Selected extract »
(no subject)

Jan 16, 2006 20:22

school started....only one class get a spec of my interest..i selected to make my minor political science..you can do more damage in the system than out of it

work is so-so...either boring or interesting..always something to do or someone to piss off...its amaxing how people can get so anal about a simple rental of a movie.i dont think much about that stuff

band was taking a week off..we start up again tomarrow..minus a bass player..we'll get it fixed and then start up on new music..havent touched drums in over a week....the most i've gone without playing in 4 years....either i'll pull something off amazing or be extremely rusty..either away this emotional stale-mate that i've had for sometime will be over...which is exciting

i'd say that i wasnt looking for someone in priticular...but someone does interest me..at first it was a simple flirtation..but i really like just hanging and talking to her...it nothing happends it wont kill me...if so it would interest me to see what could happen...but not worried about anything..

Available data »
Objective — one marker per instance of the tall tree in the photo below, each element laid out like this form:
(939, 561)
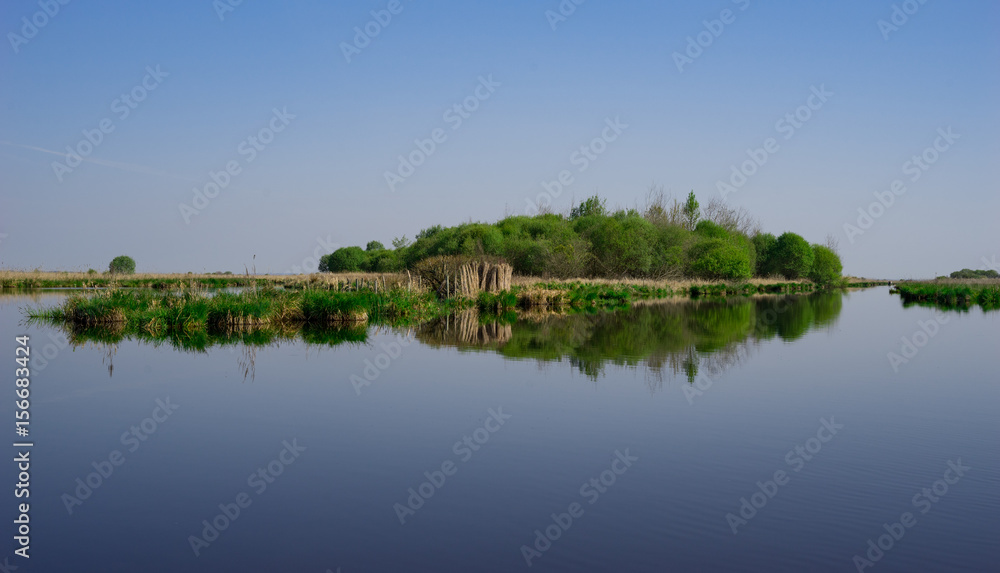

Exercise requirements » In the journal entry dated Jan 16, 2006, what did the writer choose as a minor?

Output for this task » Political science.